## Aim of the task
Reproduce the forum post about clustering algorithms between "Xiangrui Meng Mon, 21" and "the design scalable.", inclusive, replacing "MLlib" with "Spark MLlib".

## Excerpt provided
::::::::
Re: Any plans for new clustering algorithms?

Xiangrui Meng Mon, 21 Apr 2014 10:55:01 -0700

+1 on Sean's comment. MLlib covers the basic algorithms but we
definitely need to spend more time on how to make the design scalable.
For example, think about current "ProblemWithAlgorithm" naming scheme.
That being said, new algorithms are welcomed. I wish they are
well-established and well-understood by users. They shouldn't be
research algorithms tuned to work well with a particular dataset but
not tested widely. You see the change log from Mahout:


===
The following algorithms that were marked deprecated in 0.8 have been
removed in 0.9:

>From Clustering:
  Switched LDA implementation from using Gibbs Sampling to Collapsed
Variational Bayes (CVB)
Meanshift
MinHash - removed due to poor performance, lack of support and lack of usage

>From Classification (both are sequential implementations)
::::::::
## Data excerpts
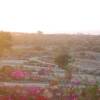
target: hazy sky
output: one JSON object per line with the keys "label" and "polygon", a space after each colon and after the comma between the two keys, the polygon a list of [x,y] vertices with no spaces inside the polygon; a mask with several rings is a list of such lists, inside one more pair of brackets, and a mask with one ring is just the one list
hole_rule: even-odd
{"label": "hazy sky", "polygon": [[100,0],[0,0],[0,30],[100,31]]}

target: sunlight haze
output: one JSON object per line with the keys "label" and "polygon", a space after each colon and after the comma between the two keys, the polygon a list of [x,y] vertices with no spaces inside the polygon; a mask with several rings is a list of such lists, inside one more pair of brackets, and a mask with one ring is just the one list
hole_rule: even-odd
{"label": "sunlight haze", "polygon": [[0,0],[0,30],[100,31],[100,0]]}

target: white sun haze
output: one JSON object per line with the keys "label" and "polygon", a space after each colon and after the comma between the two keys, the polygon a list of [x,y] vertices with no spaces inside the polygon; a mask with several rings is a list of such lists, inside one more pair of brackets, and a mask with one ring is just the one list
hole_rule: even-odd
{"label": "white sun haze", "polygon": [[0,30],[100,30],[100,0],[0,0]]}

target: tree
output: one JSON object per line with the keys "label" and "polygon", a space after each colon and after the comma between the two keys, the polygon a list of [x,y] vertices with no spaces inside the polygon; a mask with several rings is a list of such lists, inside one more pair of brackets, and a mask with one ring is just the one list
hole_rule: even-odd
{"label": "tree", "polygon": [[66,69],[66,66],[71,62],[71,60],[72,58],[70,55],[62,53],[55,58],[55,63],[59,65],[59,67]]}
{"label": "tree", "polygon": [[65,70],[66,82],[72,78],[73,67],[71,65],[73,59],[69,54],[61,53],[55,58],[55,63],[62,69]]}
{"label": "tree", "polygon": [[9,32],[0,32],[0,56],[5,50],[11,50],[12,36]]}

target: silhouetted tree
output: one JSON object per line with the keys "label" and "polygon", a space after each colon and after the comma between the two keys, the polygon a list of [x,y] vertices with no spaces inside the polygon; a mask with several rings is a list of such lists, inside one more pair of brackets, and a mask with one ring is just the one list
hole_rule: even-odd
::::::::
## Written solution
Xiangrui Meng Mon, 21 Apr 2014 10:55:01 -0700

+1 on Sean's comment. Spark MLlib covers the basic algorithms but we
definitely need to spend more time on how to make the design scalable.